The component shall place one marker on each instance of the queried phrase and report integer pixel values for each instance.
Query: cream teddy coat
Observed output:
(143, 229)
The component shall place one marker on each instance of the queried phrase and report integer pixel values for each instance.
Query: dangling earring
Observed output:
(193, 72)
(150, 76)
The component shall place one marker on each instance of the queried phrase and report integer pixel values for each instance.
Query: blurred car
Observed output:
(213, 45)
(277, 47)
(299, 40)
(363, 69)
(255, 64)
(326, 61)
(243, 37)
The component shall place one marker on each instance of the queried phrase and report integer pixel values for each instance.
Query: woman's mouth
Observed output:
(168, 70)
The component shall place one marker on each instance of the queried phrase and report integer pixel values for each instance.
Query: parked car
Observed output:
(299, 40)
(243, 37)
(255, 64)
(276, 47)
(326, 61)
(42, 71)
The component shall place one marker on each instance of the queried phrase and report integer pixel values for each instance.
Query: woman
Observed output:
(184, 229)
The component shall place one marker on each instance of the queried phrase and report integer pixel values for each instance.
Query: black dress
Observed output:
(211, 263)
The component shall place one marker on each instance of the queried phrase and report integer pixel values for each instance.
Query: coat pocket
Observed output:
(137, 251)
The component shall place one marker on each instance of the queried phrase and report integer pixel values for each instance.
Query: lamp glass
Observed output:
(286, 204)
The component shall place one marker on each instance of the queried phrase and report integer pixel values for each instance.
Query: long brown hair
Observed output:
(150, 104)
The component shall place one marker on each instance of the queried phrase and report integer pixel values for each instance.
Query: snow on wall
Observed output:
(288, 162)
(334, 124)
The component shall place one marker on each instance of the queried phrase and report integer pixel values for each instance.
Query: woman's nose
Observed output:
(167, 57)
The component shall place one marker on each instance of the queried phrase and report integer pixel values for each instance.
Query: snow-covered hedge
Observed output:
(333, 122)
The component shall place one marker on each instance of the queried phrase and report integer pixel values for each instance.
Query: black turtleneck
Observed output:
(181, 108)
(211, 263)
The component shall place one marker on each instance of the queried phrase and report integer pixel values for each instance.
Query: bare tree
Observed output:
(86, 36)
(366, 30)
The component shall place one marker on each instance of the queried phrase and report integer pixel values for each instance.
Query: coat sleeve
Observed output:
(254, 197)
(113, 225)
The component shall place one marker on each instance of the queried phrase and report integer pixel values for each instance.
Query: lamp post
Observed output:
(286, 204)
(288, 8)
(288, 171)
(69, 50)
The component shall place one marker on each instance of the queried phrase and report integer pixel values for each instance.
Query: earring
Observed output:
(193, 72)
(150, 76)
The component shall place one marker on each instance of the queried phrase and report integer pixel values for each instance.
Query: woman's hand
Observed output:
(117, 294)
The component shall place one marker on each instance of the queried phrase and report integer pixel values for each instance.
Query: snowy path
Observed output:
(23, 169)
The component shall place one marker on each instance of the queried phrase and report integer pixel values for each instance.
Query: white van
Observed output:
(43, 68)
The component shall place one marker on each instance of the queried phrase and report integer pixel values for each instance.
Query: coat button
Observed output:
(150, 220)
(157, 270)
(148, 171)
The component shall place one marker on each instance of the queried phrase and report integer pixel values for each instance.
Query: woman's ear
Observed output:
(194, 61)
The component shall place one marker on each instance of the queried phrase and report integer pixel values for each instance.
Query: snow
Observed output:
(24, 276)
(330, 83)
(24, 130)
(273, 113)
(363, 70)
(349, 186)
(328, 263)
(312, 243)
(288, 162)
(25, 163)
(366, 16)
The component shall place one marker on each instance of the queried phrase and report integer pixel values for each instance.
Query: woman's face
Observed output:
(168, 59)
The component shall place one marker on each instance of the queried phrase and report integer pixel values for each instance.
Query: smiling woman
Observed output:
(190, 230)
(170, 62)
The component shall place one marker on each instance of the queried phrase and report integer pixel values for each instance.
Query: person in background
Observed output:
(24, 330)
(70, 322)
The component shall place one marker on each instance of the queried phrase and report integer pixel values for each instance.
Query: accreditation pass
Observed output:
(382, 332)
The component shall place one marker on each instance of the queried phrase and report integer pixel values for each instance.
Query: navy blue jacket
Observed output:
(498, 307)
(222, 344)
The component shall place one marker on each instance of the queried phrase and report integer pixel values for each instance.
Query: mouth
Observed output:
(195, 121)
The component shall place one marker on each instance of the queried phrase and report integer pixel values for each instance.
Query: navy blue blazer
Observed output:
━━━━
# GIVEN EXERCISE
Set down every record above exactly as given.

# SOLUTION
The component shall place one marker on each instance of the queried phrase and report integer pixel values for each instance.
Query: cream teddy coat
Observed output:
(143, 229)
The component shall place one marker on each instance of the queried phrase and report integer pixel values for each instance.
Query: dangling earring
Observed output:
(193, 72)
(150, 76)
The component shall place one marker on each instance of the queried phrase and report integer pixel values for each instance.
Query: blurred car
Observed output:
(213, 45)
(277, 47)
(299, 40)
(363, 69)
(255, 64)
(326, 61)
(243, 37)
The component shall place one marker on each instance of the queried phrase and report integer pixel values for each instance.
Query: woman's mouth
Observed output:
(168, 70)
The component shall place one marker on each instance of the queried phrase and report integer pixel values for each instance.
Query: parked car
Observed output:
(299, 40)
(243, 37)
(255, 64)
(276, 47)
(326, 61)
(42, 71)
The component shall place one marker on each instance of the queried phrase and report integer pixel values for each instance.
Query: woman
Observed output:
(184, 229)
The component shall place one marker on each instance of the queried phrase and report integer pixel values for each instance.
Query: black dress
Observed output:
(211, 263)
The component shall place one marker on each instance of the queried phrase and report integer pixel values for each instance.
Query: coat pocket
Observed output:
(137, 251)
The component shall place one marker on each instance of the queried phrase and report integer pixel values for each instance.
Query: lamp glass
Observed output:
(286, 204)
The component shall place one marker on each instance of the queried phrase and report integer pixel values for each instance.
Query: long brown hair
Observed output:
(150, 104)
The component shall place one marker on each instance of the queried phrase and report integer pixel values for each instance.
Query: snow on wall
Observed output:
(288, 162)
(334, 124)
The component shall place one marker on each instance of the queried phrase and report integer pixel values for each instance.
Query: woman's nose
Observed output:
(167, 57)
The component shall place one marker on each instance of the queried phrase and report integer pixel values for each instance.
Query: snow-covered hedge
Observed output:
(333, 122)
The component shall place one marker on each instance of the queried phrase and report integer pixel values for each instance.
Query: black turtleneck
Observed output:
(181, 108)
(211, 263)
The component shall place one marker on each instance of the queried phrase and report integer pixel values for each instance.
Query: bare tree
Observed output:
(86, 36)
(366, 30)
The component shall place one marker on each instance of the queried phrase and report integer pixel values for each instance.
Query: coat sleeve
Observed output:
(254, 197)
(113, 225)
The component shall place one marker on each instance of the queried phrase and report integer pixel values for each instance.
Query: lamp post
Observed output:
(286, 204)
(288, 8)
(288, 171)
(69, 50)
The component shall place one marker on each instance of the queried phrase and report integer pixel values for each instance.
Query: earring
Observed output:
(193, 72)
(150, 76)
The component shall place one marker on each instance of the queried phrase and report integer pixel values for each instance.
Query: woman's hand
Observed output:
(117, 294)
The component shall place one marker on each instance of the queried phrase and report integer pixel values for each instance.
Query: snowy path
Observed output:
(23, 169)
The component shall place one marker on each instance of the queried phrase and report integer pixel values for each instance.
Query: white van
Observed output:
(43, 68)
The component shall place one marker on each instance of the queried phrase and report integer pixel values for each instance.
Query: coat button
Observed output:
(150, 220)
(157, 270)
(148, 171)
The component shall place one marker on each instance of the queried phrase and report integer pixel values for each instance.
Query: woman's ear
Observed output:
(194, 61)
The component shall place one marker on each instance of the queried phrase and report integer pixel values for each instance.
Query: snow
Observed output:
(24, 276)
(330, 83)
(24, 130)
(273, 113)
(363, 70)
(349, 186)
(328, 263)
(312, 243)
(288, 162)
(25, 163)
(366, 16)
The component shall place one marker on each instance of the queried phrase and report integer pixel values for each instance.
Query: woman's face
Observed output:
(168, 59)
The component shall place one marker on each instance of the queried phrase and report integer pixel values for each instance.
Query: smiling woman
Observed output:
(190, 230)
(170, 62)
The component shall place one marker on each instance of the queried phrase and report integer pixel values for each instance.
Query: person in background
Observed output:
(24, 330)
(70, 322)
The component shall place one marker on each instance of the queried phrase and report integer pixel values for each instance.
Query: accreditation pass
Observed output:
(382, 332)
The component shall place one marker on each instance of the queried phrase and report integer pixel values for each instance.
Query: navy blue jacket
Observed output:
(498, 307)
(222, 344)
The component shall place one marker on each instance of the queried phrase and report integer pixel values for each instance.
Query: mouth
Observed output:
(195, 121)
The component shall place one marker on each instance of the queried phrase and report integer pixel values for each instance.
Query: navy blue blazer
Observed output:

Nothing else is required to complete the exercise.